● **Dataset excerpts**:
• • • • •

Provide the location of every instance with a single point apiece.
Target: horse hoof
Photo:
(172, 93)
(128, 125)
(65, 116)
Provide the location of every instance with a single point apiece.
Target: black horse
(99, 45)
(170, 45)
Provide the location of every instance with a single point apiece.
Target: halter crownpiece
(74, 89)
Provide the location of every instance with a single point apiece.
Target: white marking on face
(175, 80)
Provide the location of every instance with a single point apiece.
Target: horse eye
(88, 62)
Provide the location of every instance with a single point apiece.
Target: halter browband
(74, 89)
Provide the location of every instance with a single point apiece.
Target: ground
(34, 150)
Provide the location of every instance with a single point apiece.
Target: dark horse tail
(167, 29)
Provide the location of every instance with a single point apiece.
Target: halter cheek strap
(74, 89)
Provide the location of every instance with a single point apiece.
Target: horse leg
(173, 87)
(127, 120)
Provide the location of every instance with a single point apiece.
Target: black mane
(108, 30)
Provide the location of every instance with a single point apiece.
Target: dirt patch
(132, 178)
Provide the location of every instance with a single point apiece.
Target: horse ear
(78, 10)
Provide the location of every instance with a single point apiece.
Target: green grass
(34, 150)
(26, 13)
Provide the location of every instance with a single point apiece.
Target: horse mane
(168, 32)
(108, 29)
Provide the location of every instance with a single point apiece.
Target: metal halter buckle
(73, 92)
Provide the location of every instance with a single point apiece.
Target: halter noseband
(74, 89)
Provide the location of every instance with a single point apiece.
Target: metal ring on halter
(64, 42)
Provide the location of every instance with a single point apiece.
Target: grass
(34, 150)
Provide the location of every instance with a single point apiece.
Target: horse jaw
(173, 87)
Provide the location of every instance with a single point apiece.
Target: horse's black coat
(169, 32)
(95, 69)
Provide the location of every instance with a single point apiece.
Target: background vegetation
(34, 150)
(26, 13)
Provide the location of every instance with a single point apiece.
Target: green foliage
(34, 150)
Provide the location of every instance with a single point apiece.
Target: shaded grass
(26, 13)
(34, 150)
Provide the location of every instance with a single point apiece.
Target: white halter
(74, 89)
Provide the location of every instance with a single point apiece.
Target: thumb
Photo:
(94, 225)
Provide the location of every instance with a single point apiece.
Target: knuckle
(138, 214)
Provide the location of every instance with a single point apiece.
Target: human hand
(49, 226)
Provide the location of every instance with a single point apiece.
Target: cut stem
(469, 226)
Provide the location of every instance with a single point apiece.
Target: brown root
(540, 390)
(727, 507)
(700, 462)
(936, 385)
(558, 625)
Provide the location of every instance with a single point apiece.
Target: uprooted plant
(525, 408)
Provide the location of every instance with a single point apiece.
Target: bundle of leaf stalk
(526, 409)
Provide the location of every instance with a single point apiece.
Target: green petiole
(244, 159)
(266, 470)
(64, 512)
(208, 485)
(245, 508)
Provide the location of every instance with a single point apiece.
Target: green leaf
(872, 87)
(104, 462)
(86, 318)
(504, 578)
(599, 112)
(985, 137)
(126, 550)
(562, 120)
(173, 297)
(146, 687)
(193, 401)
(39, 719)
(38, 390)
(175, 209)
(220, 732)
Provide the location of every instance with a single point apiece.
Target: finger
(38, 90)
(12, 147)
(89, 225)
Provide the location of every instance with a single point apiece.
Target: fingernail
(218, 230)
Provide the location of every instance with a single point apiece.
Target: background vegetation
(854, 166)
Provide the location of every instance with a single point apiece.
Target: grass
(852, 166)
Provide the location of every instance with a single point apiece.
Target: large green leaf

• • • • •

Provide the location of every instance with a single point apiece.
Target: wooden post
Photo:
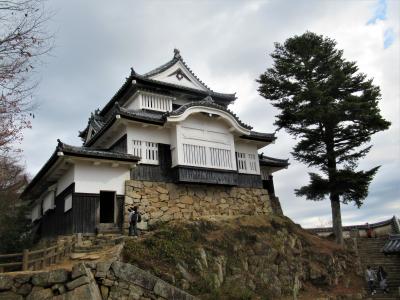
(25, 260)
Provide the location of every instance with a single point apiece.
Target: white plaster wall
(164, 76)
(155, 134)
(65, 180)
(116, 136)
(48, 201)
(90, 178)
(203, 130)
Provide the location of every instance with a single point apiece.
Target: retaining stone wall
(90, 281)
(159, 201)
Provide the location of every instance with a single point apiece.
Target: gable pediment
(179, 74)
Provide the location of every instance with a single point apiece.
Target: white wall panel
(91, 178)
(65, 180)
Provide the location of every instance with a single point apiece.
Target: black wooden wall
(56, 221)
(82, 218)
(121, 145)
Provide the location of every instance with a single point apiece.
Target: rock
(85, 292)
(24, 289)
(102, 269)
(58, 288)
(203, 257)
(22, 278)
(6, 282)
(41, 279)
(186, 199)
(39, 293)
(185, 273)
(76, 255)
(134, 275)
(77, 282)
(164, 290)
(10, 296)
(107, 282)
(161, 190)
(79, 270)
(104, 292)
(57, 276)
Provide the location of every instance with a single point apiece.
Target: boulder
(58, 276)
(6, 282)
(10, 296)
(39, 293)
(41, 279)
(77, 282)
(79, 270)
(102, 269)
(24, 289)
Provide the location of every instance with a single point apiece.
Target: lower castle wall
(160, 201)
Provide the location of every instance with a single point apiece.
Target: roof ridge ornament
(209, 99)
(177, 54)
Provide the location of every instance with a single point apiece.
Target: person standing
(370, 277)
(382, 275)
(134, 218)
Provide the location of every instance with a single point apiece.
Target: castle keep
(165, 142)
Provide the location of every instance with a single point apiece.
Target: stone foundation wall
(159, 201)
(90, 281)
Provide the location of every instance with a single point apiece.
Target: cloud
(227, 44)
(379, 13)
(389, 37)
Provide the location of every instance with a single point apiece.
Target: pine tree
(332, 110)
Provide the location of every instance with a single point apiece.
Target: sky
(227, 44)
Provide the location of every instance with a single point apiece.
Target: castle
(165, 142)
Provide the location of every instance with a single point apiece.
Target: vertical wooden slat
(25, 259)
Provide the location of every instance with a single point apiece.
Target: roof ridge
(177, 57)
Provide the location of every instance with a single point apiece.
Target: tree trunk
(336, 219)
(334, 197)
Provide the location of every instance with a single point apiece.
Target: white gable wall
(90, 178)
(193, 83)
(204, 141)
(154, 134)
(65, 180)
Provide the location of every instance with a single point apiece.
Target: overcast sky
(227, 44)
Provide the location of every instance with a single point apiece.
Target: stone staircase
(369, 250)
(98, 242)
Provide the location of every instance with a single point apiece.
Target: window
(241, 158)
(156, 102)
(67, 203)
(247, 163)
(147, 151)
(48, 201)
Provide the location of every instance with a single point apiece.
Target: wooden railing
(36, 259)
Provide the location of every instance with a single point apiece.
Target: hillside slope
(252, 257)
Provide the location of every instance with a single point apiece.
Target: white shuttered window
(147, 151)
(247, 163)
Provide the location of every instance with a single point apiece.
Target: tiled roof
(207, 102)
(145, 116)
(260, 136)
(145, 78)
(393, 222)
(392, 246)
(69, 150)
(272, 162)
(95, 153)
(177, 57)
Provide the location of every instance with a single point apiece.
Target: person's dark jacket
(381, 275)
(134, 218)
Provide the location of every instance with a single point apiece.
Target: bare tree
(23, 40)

• • • • •

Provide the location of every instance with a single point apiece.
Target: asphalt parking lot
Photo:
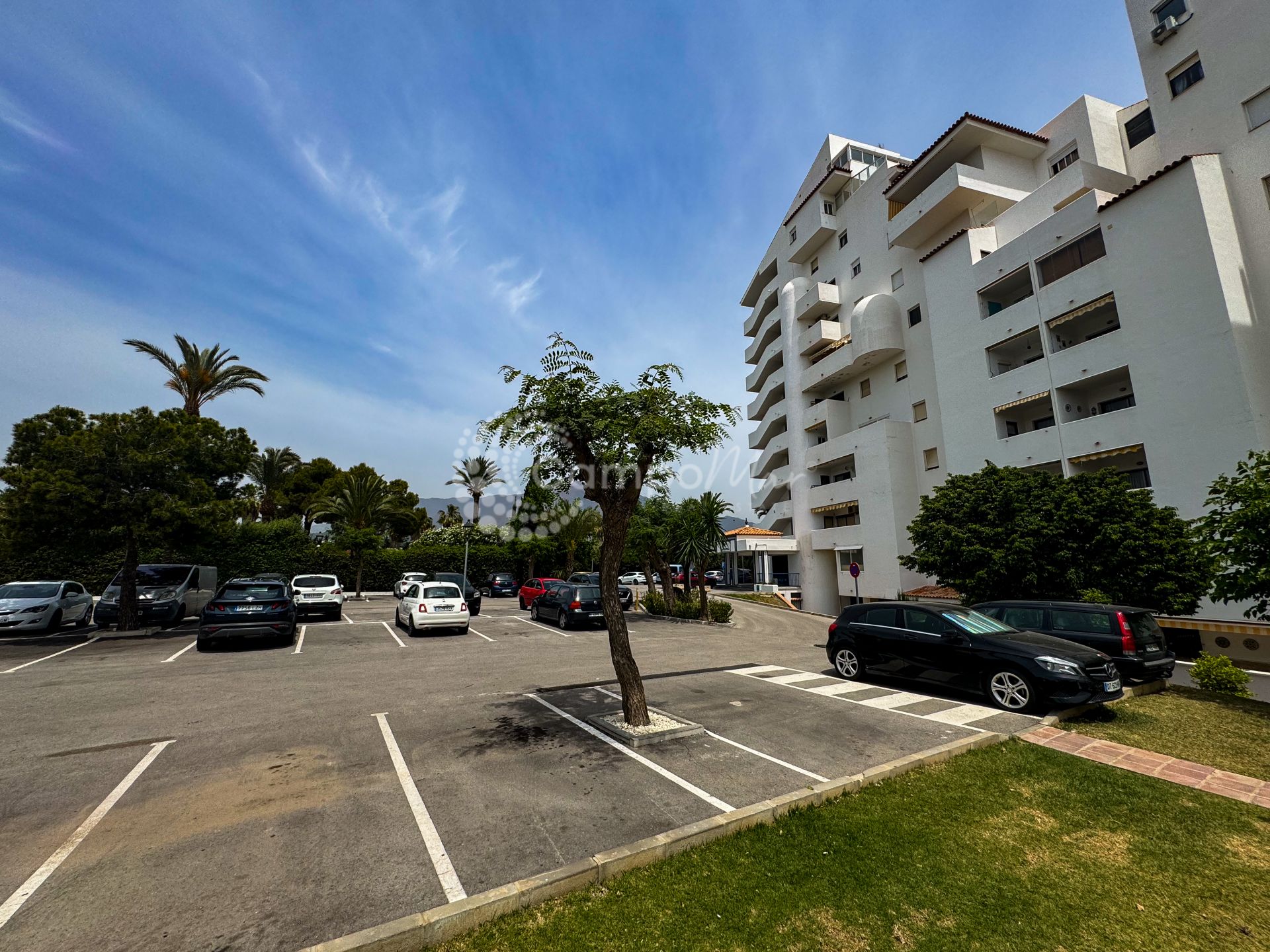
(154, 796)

• • • • •

● **What you need to do**:
Return only the part of the records above that opens with the line containing "Target: brown root" and closes with the line containing "Target: large green leaf", ends included.

● **Result of this exercise**:
Target: brown root
(540, 390)
(727, 507)
(700, 462)
(936, 385)
(558, 625)
Provide the location of every instance with a single point apiece.
Target: uprooted plant
(525, 408)
Provide the location of every instance with a single point apiece.
Target: bundle of leaf stalk
(526, 409)
Provide the location of every instance with a single point apiece.
Target: green petiole
(244, 159)
(266, 470)
(64, 512)
(208, 485)
(245, 508)
Provide the location of every instance with a single point apiece.
Target: green leaf
(872, 87)
(104, 462)
(86, 318)
(504, 578)
(599, 112)
(985, 137)
(126, 550)
(562, 120)
(173, 297)
(146, 687)
(193, 401)
(39, 719)
(38, 390)
(175, 209)
(220, 732)
Provide the location of every instance with a single point apiece.
Target: finger
(38, 90)
(12, 147)
(89, 225)
Provide the location of every instance with a single point apiece.
Target: fingernail
(218, 230)
Provide the location of every instance with a single point apiece.
Target: background vegetation
(854, 166)
Provide the location of every instance with a single point apiece.
Target: grass
(852, 166)
Provide the location of every instance with a single point apiece.
Target: large green leaf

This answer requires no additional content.